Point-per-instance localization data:

# # # # # # #

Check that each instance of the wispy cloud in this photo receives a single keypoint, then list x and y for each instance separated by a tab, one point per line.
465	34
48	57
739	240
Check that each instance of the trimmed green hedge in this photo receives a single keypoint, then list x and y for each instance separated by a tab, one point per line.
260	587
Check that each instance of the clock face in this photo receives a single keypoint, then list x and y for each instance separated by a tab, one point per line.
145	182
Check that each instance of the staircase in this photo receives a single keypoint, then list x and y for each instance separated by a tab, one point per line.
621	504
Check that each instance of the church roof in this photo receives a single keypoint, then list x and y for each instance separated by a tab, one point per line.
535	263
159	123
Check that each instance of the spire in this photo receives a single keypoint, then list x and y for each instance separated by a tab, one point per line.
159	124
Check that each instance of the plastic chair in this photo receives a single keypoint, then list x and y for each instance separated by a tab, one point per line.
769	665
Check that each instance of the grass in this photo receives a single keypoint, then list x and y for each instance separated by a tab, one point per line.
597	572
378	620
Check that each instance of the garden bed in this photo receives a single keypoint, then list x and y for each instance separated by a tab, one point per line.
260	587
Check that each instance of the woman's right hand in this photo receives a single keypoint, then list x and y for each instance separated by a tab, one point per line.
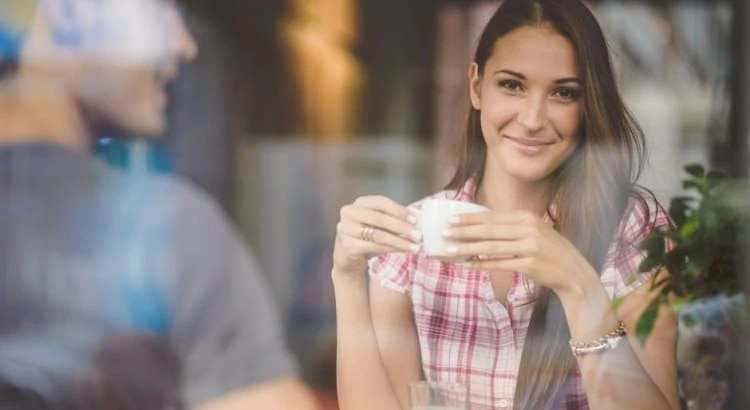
394	230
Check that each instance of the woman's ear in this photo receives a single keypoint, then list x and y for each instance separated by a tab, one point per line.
475	82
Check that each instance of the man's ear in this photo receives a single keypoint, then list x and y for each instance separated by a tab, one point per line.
475	82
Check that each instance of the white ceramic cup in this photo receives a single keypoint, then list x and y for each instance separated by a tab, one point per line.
433	220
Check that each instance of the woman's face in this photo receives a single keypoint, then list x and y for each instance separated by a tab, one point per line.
530	99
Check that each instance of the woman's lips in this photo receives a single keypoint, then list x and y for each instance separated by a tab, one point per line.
529	146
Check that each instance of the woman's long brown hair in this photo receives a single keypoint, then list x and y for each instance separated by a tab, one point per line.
591	187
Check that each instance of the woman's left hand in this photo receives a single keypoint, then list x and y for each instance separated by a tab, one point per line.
518	241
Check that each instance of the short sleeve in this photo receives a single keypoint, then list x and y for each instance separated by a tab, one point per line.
620	275
393	271
224	323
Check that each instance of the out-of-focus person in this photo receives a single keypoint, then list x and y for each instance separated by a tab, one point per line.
118	290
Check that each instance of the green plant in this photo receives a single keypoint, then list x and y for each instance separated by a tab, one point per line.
705	246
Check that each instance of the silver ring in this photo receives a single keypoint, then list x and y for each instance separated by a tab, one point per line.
366	232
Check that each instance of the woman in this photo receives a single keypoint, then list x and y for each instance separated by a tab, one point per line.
550	148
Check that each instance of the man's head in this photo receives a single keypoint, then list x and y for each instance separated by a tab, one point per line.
114	58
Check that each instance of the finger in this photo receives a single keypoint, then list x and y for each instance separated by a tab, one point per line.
364	215
494	249
508	217
380	237
368	248
384	205
507	264
502	231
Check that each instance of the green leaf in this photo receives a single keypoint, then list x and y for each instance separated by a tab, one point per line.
678	209
689	227
646	321
695	170
689	183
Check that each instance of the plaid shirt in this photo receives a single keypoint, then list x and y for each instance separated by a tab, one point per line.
466	335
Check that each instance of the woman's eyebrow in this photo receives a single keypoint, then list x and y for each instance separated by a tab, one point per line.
516	74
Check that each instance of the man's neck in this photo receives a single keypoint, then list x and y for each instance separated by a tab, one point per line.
41	115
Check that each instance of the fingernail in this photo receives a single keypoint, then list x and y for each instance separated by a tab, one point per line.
416	235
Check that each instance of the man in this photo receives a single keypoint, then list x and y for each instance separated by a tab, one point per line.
117	290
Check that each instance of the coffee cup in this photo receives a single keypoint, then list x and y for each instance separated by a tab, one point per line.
434	218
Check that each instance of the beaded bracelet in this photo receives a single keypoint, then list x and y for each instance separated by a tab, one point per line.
606	342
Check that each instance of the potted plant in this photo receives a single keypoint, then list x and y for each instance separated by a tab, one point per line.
703	255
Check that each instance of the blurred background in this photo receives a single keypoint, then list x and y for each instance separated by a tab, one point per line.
295	107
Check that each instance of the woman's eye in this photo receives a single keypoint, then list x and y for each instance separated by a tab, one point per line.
568	93
510	85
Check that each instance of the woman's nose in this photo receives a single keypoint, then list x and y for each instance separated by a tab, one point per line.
533	113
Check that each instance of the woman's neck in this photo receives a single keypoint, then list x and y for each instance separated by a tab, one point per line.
32	112
500	192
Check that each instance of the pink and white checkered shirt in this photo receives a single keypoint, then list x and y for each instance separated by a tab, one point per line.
466	335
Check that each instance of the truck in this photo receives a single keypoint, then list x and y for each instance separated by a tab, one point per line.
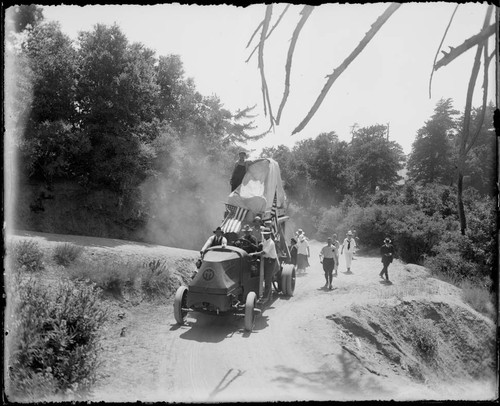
229	279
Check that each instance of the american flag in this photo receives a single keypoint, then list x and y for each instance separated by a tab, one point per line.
274	217
233	219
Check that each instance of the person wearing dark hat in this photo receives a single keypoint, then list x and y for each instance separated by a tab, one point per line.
387	252
214	240
239	170
349	246
270	258
248	242
293	252
327	258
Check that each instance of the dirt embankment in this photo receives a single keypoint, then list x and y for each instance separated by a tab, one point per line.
413	339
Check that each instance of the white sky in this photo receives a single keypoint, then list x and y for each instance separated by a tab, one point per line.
387	83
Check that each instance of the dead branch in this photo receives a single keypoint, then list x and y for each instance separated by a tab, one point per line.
265	90
487	60
439	49
468	43
342	67
306	12
253	35
270	31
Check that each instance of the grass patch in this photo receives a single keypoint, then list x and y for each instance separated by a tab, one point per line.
54	344
28	256
65	254
111	276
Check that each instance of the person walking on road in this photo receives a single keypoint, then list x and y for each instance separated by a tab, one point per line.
349	246
327	258
387	253
293	252
303	253
336	243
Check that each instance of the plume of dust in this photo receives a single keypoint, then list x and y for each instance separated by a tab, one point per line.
184	214
18	97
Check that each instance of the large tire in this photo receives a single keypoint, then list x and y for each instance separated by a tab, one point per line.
249	311
288	279
180	303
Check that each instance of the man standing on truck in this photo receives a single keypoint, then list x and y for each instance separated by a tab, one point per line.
270	258
239	170
214	240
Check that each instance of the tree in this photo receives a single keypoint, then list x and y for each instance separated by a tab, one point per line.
374	159
27	16
116	96
431	157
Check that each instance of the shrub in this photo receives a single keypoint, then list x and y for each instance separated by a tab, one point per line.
110	276
28	256
156	279
65	254
55	340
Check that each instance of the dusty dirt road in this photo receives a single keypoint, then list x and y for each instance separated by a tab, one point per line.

# # # # # # #

**Exercise instructions**
Reprint the entries above exactly, images removed.

**Answer section**
Check that each instance of the wispy cloud in this photo receives a single keypoint, then list x and y for each instance separated by a tab, one point per line.
465	34
48	57
739	240
Check that each instance of the trimmed green hedge in this photo receives a single keypoint, then list x and y for each instance separated by a tab, one point per line.
260	587
Check that each instance of the clock face in this photo receives a single keypoint, then list x and y for each instance separated by a tab, one point per line.
145	182
Check that each instance of the staircase in this photo receives a single keypoint, then list x and y for each instance separated by a tab, one point per line.
621	504
Check that each instance of the church roof in this photo receives a single keypoint, then list x and y for each instance separated by a tab, one point per line.
535	263
159	123
Check that each instance of the spire in this photo receives a single keypoint, then list x and y for each instance separated by a tab, one point per line.
159	124
Check that each instance of the plastic chair in this photo receives a single keypoint, then list x and y for each instance separated by a tab, one point per line.
769	665
Check that each instance of the grass in this photo receives a single keypoint, then list x and y for each instance separated by a tab, one point per line.
597	572
378	620
Check that each instance of the garden bed in this photo receives a single keypoint, then list x and y for each instance separated by a tab, one point per line.
260	587
Check that each instance of the woman's right hand in this photo receives a single keypoint, then list x and y for each instance separated by a tab, one point per line.
394	230
Check that each instance of the woman's ear in this photo receives a single keypoint, then list x and y for each instance separated by a tab, one point per line.
475	82
Check that each instance of the man's ear in this photo receives a single keypoint, then list x and y for each instance separated by a tab, one point per line.
475	82
Check that each instance of the white ceramic cup in this photo receives a single keypoint, then list x and y for each instance separated by a tab, one point per line.
433	220
Check that each instance of the woman's face in this photo receives a single keypoint, then list x and y for each instance separated by a tab, one point per line.
530	99
Check that each instance of the woman's lips in this photo receives a single keypoint, then list x and y for each instance separated by a tab, one point per line.
529	146
Check that each instance of the woman's long brown hair in this photo receives a single keypoint, then list x and y for each instance separated by a tab, one point per line.
591	187
Check that each instance of the woman's left hand in this photo receives a single keypoint, then list x and y for each instance separated by a tab, one point per line.
518	241
Check that each instance of the short sleeve in this photo receives a single keypoint, then list x and y for each instance separated by a tab, one point per line.
620	275
393	271
224	323
Check that each instance of the out-of-focus person in this photo receives a single keypoint, then list x and y for each instance separated by a tab, one point per line.
118	290
Check that each instance of the green plant in this photo receives a single keypoint, then list x and y for each instance separated by a tab, one point per line.
705	246
Check that each instance of the silver ring in this photo receives a single keypoint, then list x and y for each instance separated by a tab, one point per line.
366	232
Check that each instance of the woman in this photo receives a single keypoint, then list x and y for each instance separated by a tab, one point per line.
550	148
Check that each instance of the man's head in this photo receives a single keypoint, then list x and y for each instance separated by a tab, one point per line.
114	58
Check that each instance of the finger in this photo receives a single keypoint, then list x and y for each instance separated by a tab, one point per line.
364	215
494	249
508	217
380	237
368	248
384	205
507	264
502	231
Check that each instance of the green leaf in this photo receives a single keypoint, then list x and y for each instance separated by a tab, one point per line.
678	209
689	227
646	321
695	170
689	183
Check that each instance of the plaid shirt in this photo receives a single keypoint, then list x and y for each instance separated by a tab, one point per line.
466	335
Check that each instance of the woman's eyebrow in this photo receives a single keypoint, then list x and y for each instance separated by a tab, one point per line.
516	74
Check that each instance of the man's neck in this photo receives a single keypoint, then list x and y for each instance separated by a tab, one point per line.
41	115
Check that each instance of the fingernail in this photo receives a single keypoint, then list x and y for each instance separated by a tab, one point per line.
416	235
Check that each instance of the man in this photo receives a single keypoint, then list x and y for each instance separated by a tab, one point per line.
117	290
Check that each instance of the coffee cup in this photo receives a single keypoint, then list x and y for each instance separated by a tab, one point per line.
434	218
Check that each instance of the beaded bracelet in this photo receives a single keypoint, then list x and y for each instance separated by a tab, one point per line.
606	342
Check that each instance of the potted plant in this photo receives a single keypoint, then list x and y for each instance separated by a tab, one point per line.
703	255
Check that each instance of the blurred background in this photo receives a single keypoint, then list x and y for each instance separated by a tab, one point per line.
295	107
Check that each instance of the woman's eye in this photo receives a single keypoint, then list x and y for each instance separated by a tab, one point per line.
568	93
510	85
Check that each instance of the woman's nose in this photo receives a single keypoint, then list x and y for each instance separated by a tab, one point per line.
533	113
Check that each instance of the woman's neck in this photo receives a single keypoint, then list x and y for each instance separated by a tab, one point per line.
32	112
500	192
Check that each instance of the pink and white checkered shirt in this photo receives a single keypoint, then list x and y for each instance separated by a tab, one point per line.
466	335
Check that each instance of the truck in this photo receives a single keypoint, then list x and y for each instance separated by a tab, one point per line.
229	279
Check that each instance of the american flag in this photo receives a single keypoint, then list x and y for each instance separated by a tab, one point per line.
274	217
233	219
Check that each instance of the person wearing dark hat in this photo receives a single keypoint, then list x and y for each instance separated by a tab, one point per line.
387	252
214	240
239	170
349	246
270	258
248	242
293	252
327	258
Check that each instance of the dirt embankment in this photo receives a single keypoint, then list x and y for each instance separated by a tab, one point per line.
413	339
Check that each instance of the white sky in this photo receives a single keypoint, then list x and y for each instance separated by a tab, one point per line.
387	83
Check that each instance of the dead branch in this photo receives a single keypoint, then list x and y for each instance separated by a tab, one point per line.
265	90
487	60
439	49
468	43
342	67
306	12
253	35
270	31
Check that each instance of the grass patch in this photo receives a single keypoint, then list x and y for each instance separated by a tab, one point per line.
54	344
28	256
65	254
111	276
Check that each instance of the person walking on road in this photo receives a single keypoint, then list x and y for each instance separated by a tab, one point per line.
349	246
327	258
387	253
293	252
303	253
336	243
Check that each instance of the plume of dust in this photo receives a single keypoint, then list x and y for each instance separated by a tab, one point per line.
184	214
18	97
Check that each instance of the large tire in this photo receives a single keypoint, then list x and y for each instance separated by a tab, one point per line.
249	311
288	279
180	303
Check that each instance of the man standing on truck in this photo receives a single keypoint, then list x and y for each instance separated by a tab, one point per line.
270	258
239	170
214	240
Check that each instance of the tree in this photo receives a single keypoint, then list x and y for each instance separated by a tab, one point per line.
374	159
27	16
116	96
431	157
Check that each instance of the shrub in this photo receives a single keypoint, then list x and y for each instance separated by a tab, one point per line.
110	276
28	256
156	279
65	254
55	340
Check that each instance of the dusty dirt road in this photo receives a single keypoint, then list x and y for each instance separated by a tab, one point per line.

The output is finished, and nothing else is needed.